TASK DETAILS:
Arrange every line of the material below as a numbered list, leaving out blank lines and pictures.
+++ DATA TO PROCESS +++
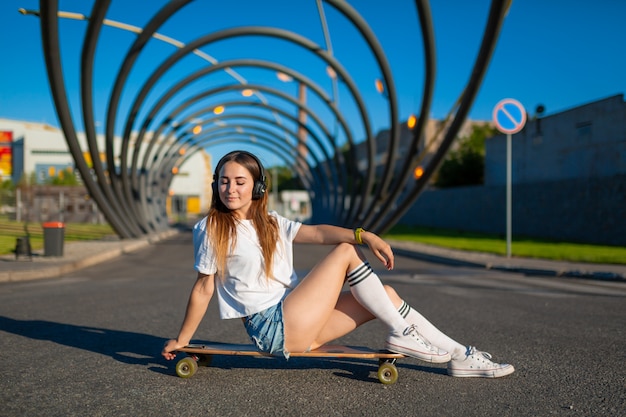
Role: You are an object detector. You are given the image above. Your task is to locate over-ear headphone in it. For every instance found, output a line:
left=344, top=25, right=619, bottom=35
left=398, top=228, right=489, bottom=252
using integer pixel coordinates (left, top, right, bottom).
left=212, top=151, right=267, bottom=200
+++
RESPONSE TO THIS EXERCISE:
1. Role: You are an object detector. You are given the image above. Your task is to locate over-ear headphone in it. For every instance found, output a line:
2. left=344, top=25, right=619, bottom=35
3. left=398, top=228, right=489, bottom=252
4. using integer pixel coordinates (left, top, right, bottom).
5. left=212, top=151, right=267, bottom=200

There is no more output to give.